[Referring expression data]
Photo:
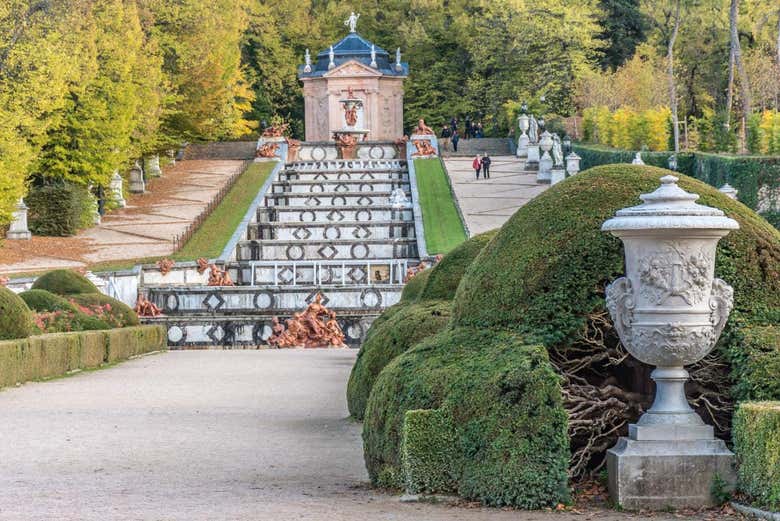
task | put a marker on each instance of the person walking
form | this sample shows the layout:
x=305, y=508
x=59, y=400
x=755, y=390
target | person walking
x=476, y=165
x=446, y=134
x=485, y=165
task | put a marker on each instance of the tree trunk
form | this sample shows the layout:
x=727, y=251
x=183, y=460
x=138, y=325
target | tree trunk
x=747, y=103
x=672, y=86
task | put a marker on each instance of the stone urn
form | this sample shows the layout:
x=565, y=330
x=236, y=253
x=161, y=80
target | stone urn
x=669, y=311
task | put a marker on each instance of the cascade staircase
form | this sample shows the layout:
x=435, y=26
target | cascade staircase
x=324, y=227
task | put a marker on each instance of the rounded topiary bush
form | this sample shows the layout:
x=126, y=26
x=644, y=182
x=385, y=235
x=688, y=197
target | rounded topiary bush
x=16, y=319
x=406, y=325
x=43, y=301
x=64, y=282
x=443, y=279
x=506, y=435
x=117, y=314
x=544, y=275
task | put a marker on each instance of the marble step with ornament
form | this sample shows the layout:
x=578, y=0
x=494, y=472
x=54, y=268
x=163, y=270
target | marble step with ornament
x=332, y=199
x=354, y=249
x=377, y=175
x=291, y=231
x=339, y=186
x=324, y=214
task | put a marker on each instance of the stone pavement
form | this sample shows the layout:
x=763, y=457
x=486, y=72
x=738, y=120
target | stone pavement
x=205, y=435
x=144, y=229
x=488, y=203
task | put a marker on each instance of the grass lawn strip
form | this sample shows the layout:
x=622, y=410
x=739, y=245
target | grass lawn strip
x=442, y=224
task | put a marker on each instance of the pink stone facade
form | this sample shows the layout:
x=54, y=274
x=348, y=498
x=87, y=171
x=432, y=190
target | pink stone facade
x=383, y=100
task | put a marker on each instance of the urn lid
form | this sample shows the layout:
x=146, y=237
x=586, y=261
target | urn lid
x=669, y=207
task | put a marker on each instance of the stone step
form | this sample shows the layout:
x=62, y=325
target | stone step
x=325, y=214
x=333, y=273
x=356, y=249
x=332, y=199
x=329, y=231
x=270, y=300
x=376, y=175
x=245, y=331
x=339, y=186
x=335, y=165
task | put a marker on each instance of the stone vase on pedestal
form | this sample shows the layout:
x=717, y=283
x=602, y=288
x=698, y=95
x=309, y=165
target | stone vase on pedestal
x=669, y=311
x=18, y=229
x=117, y=192
x=137, y=183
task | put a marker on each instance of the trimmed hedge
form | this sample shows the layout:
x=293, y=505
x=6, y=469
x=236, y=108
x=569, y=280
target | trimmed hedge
x=16, y=319
x=745, y=173
x=757, y=445
x=444, y=278
x=407, y=325
x=48, y=356
x=64, y=282
x=42, y=301
x=121, y=312
x=429, y=454
x=509, y=424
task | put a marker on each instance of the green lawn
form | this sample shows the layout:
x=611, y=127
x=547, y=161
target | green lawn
x=443, y=228
x=210, y=239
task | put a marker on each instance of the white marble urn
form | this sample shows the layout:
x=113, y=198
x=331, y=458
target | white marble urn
x=669, y=310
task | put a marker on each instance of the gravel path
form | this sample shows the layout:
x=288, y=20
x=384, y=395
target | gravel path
x=202, y=435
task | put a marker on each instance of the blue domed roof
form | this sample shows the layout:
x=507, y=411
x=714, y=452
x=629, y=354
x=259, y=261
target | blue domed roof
x=354, y=47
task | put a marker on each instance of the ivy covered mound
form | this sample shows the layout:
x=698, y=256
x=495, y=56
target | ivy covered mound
x=543, y=276
x=424, y=310
x=496, y=431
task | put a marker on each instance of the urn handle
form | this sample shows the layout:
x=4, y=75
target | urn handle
x=721, y=302
x=620, y=303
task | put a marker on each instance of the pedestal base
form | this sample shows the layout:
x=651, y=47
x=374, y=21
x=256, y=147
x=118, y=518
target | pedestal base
x=657, y=475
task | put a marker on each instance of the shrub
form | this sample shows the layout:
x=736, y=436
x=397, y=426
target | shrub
x=757, y=445
x=57, y=210
x=116, y=313
x=505, y=401
x=442, y=282
x=544, y=275
x=429, y=455
x=408, y=325
x=16, y=319
x=64, y=282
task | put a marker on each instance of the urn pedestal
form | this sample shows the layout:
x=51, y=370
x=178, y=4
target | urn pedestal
x=669, y=311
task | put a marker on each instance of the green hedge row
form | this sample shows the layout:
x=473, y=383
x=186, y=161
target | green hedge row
x=47, y=356
x=757, y=444
x=748, y=174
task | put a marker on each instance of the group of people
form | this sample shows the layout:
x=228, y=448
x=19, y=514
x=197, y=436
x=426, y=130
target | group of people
x=482, y=164
x=450, y=136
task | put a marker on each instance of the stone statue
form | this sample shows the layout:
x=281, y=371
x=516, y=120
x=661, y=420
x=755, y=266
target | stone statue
x=315, y=327
x=422, y=129
x=424, y=148
x=533, y=130
x=267, y=150
x=557, y=151
x=146, y=308
x=351, y=22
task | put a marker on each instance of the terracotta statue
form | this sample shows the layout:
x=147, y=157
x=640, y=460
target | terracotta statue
x=315, y=327
x=218, y=277
x=422, y=129
x=165, y=266
x=267, y=150
x=276, y=130
x=424, y=148
x=203, y=265
x=146, y=308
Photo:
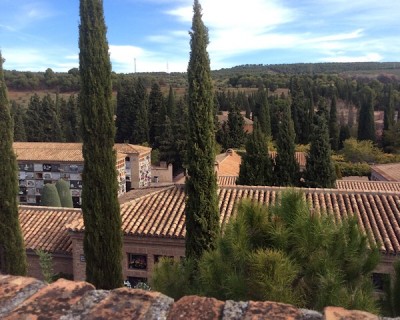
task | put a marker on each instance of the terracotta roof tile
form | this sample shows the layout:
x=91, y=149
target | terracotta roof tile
x=390, y=171
x=368, y=185
x=161, y=214
x=45, y=228
x=54, y=151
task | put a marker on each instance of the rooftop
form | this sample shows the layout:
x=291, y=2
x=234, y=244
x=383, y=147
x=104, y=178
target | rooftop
x=161, y=213
x=29, y=298
x=66, y=152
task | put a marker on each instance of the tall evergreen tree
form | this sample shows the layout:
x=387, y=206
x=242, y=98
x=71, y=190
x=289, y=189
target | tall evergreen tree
x=140, y=124
x=18, y=116
x=49, y=118
x=202, y=214
x=12, y=251
x=262, y=112
x=333, y=125
x=286, y=170
x=388, y=120
x=256, y=166
x=366, y=122
x=157, y=114
x=299, y=112
x=103, y=237
x=33, y=123
x=320, y=171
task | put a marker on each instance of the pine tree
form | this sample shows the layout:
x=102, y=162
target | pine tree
x=320, y=171
x=12, y=251
x=366, y=122
x=286, y=169
x=333, y=125
x=103, y=238
x=50, y=197
x=202, y=214
x=256, y=166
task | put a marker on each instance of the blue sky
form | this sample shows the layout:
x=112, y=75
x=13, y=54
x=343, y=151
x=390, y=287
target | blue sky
x=40, y=34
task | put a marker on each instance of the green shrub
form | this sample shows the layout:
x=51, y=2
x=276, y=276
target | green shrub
x=50, y=197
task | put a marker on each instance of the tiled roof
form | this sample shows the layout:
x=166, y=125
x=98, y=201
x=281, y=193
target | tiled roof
x=161, y=214
x=53, y=151
x=390, y=171
x=227, y=180
x=44, y=228
x=131, y=148
x=229, y=163
x=368, y=185
x=29, y=298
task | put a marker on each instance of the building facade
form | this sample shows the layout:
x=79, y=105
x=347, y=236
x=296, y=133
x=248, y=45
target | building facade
x=47, y=162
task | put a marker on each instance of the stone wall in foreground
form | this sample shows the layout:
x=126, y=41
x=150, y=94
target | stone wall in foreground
x=29, y=298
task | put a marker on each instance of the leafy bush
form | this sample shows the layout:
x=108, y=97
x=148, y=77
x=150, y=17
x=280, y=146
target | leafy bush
x=347, y=169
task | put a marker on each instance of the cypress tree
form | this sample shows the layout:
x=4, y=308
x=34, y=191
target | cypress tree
x=140, y=123
x=333, y=125
x=12, y=251
x=157, y=111
x=388, y=120
x=366, y=122
x=18, y=115
x=320, y=171
x=50, y=197
x=202, y=214
x=286, y=170
x=33, y=124
x=256, y=166
x=103, y=237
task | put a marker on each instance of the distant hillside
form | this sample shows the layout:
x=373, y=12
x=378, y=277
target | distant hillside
x=244, y=76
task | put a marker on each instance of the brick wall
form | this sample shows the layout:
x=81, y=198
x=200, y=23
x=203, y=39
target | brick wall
x=61, y=264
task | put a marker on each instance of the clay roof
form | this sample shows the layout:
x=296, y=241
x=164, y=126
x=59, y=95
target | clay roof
x=52, y=151
x=390, y=171
x=227, y=180
x=44, y=228
x=161, y=213
x=29, y=298
x=368, y=185
x=229, y=162
x=132, y=148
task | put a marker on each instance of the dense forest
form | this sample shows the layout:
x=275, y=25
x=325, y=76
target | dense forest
x=151, y=108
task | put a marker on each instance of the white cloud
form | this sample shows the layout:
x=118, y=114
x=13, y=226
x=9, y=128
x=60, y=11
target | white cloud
x=368, y=57
x=123, y=60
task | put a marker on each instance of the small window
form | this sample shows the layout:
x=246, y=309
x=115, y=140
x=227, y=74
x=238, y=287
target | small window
x=137, y=261
x=158, y=257
x=133, y=281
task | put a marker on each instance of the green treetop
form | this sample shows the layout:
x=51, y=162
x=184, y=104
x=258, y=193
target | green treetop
x=100, y=207
x=202, y=214
x=12, y=251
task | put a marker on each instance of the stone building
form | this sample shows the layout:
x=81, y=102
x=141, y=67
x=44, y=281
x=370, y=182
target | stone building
x=47, y=162
x=153, y=225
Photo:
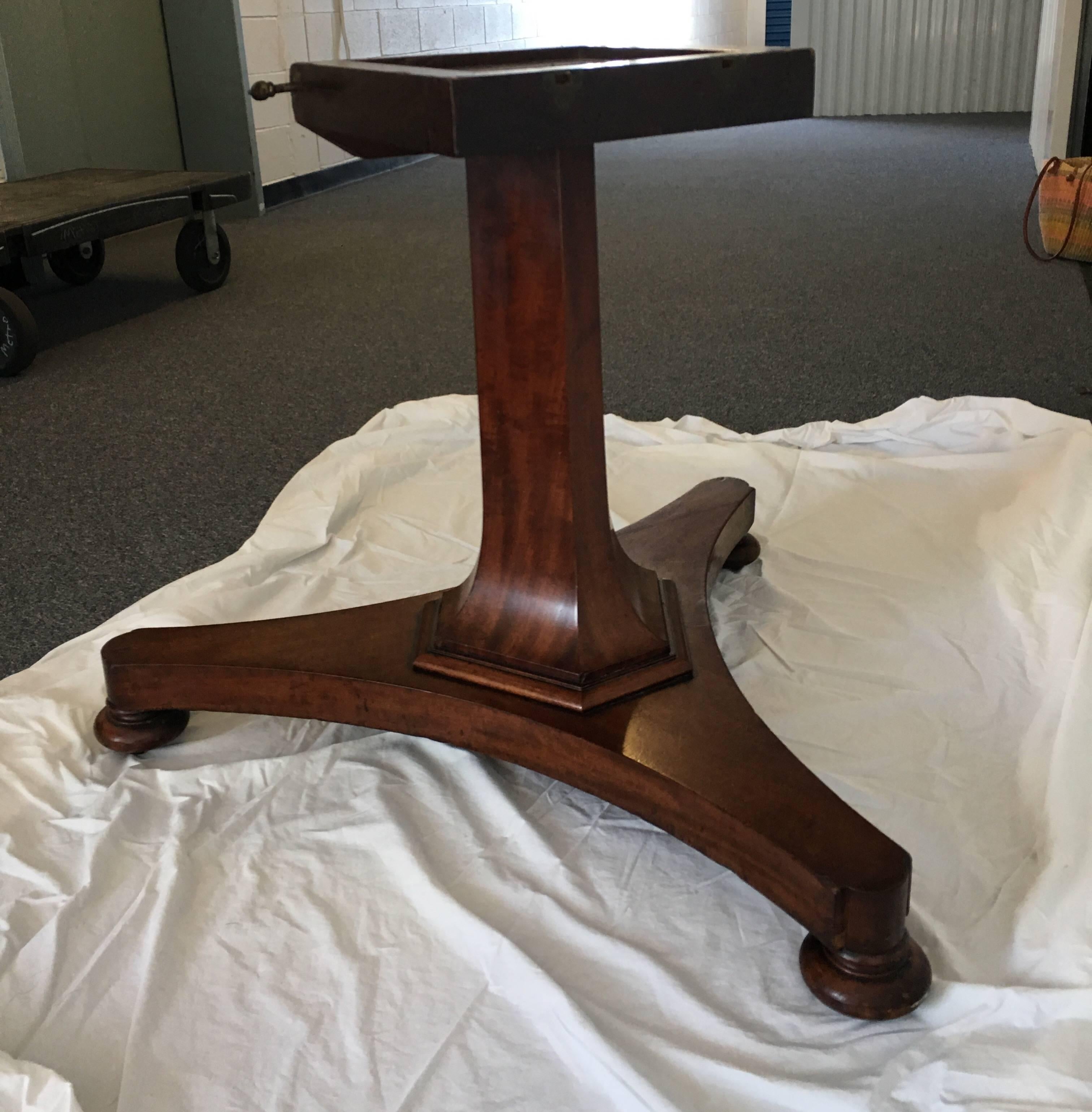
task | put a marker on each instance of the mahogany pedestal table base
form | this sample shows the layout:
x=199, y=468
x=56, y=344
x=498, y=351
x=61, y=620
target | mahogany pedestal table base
x=580, y=653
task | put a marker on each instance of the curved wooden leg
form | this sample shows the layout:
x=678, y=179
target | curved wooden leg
x=692, y=756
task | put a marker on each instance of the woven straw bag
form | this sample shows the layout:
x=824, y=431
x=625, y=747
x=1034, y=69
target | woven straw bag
x=1065, y=190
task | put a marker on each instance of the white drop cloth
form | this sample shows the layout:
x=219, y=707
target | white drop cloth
x=285, y=917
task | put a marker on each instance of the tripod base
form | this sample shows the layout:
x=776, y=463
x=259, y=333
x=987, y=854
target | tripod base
x=691, y=756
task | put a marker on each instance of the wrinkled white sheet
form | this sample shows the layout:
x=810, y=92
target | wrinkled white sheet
x=290, y=916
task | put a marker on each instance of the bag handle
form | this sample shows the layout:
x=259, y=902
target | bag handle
x=1052, y=164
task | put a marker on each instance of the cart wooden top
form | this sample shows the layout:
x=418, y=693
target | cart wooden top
x=83, y=194
x=526, y=100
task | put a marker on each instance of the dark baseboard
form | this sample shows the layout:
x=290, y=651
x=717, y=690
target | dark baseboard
x=307, y=185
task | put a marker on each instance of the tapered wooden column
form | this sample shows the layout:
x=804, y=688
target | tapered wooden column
x=555, y=610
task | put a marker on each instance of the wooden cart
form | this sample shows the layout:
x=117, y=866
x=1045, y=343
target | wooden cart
x=66, y=217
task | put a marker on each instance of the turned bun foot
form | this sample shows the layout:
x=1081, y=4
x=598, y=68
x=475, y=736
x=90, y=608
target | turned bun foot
x=138, y=731
x=746, y=552
x=867, y=987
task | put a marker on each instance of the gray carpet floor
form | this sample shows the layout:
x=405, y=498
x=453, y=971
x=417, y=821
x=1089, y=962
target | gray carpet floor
x=760, y=277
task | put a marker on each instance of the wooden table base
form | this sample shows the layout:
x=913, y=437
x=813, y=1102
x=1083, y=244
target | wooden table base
x=578, y=653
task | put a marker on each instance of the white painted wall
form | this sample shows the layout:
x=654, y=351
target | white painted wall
x=280, y=32
x=897, y=57
x=1056, y=75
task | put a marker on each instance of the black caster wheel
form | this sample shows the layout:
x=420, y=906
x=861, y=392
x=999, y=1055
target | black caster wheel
x=18, y=336
x=81, y=264
x=193, y=260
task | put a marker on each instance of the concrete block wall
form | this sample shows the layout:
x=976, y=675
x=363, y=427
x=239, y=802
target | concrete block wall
x=280, y=32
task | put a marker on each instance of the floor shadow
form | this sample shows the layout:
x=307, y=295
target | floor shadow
x=66, y=313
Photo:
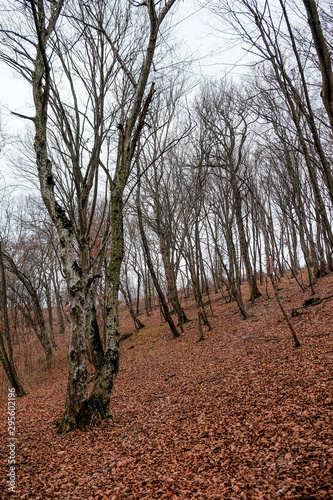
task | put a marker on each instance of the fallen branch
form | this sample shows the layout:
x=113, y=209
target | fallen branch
x=309, y=303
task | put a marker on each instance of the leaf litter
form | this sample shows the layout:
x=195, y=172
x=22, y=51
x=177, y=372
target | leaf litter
x=241, y=415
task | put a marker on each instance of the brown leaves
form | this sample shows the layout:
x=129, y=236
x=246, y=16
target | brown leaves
x=240, y=416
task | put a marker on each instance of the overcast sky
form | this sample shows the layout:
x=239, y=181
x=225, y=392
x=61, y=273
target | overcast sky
x=212, y=56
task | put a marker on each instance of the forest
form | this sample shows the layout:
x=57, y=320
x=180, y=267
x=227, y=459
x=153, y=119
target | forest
x=166, y=264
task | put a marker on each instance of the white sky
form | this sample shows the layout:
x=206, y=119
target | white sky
x=211, y=54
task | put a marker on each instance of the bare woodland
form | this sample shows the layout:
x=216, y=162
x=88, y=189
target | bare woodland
x=156, y=188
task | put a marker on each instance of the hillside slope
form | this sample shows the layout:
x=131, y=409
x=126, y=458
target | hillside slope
x=242, y=415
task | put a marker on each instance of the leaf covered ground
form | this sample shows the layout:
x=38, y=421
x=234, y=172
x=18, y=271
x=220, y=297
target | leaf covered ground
x=241, y=415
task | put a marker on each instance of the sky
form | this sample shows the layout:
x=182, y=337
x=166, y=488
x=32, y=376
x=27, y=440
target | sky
x=195, y=29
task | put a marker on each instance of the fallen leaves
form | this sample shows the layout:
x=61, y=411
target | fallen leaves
x=240, y=416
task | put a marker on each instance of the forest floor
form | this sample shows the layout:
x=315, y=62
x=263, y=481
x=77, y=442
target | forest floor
x=241, y=415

> _WHAT THE TASK REQUIRES_: Would you please copy exactly the part of the entries above that begins at the line containing "x=289, y=189" and ends at the line containing "x=281, y=193", both lines included?

> _EXERCISE RESULT_:
x=289, y=189
target | tall evergreen tree
x=140, y=124
x=18, y=116
x=49, y=118
x=202, y=214
x=12, y=251
x=262, y=112
x=333, y=125
x=286, y=170
x=388, y=120
x=256, y=166
x=366, y=122
x=157, y=114
x=299, y=112
x=103, y=237
x=33, y=123
x=320, y=171
task | put a marker on each instance of the pine tree
form | this sample shows the layout:
x=102, y=162
target | pine tree
x=320, y=171
x=12, y=251
x=366, y=122
x=286, y=169
x=333, y=125
x=103, y=238
x=50, y=197
x=202, y=214
x=256, y=166
task | put a marker on each instance of the blue sky
form | this sample shows the layout:
x=112, y=75
x=13, y=54
x=343, y=151
x=390, y=287
target | blue sky
x=40, y=34
task | put a marker on each instance of the green shrub
form | this sample shows the layout:
x=51, y=2
x=276, y=276
target | green shrub
x=50, y=197
task | put a marker on each instance of the tiled roof
form | this sample shows the layout:
x=166, y=125
x=98, y=201
x=281, y=193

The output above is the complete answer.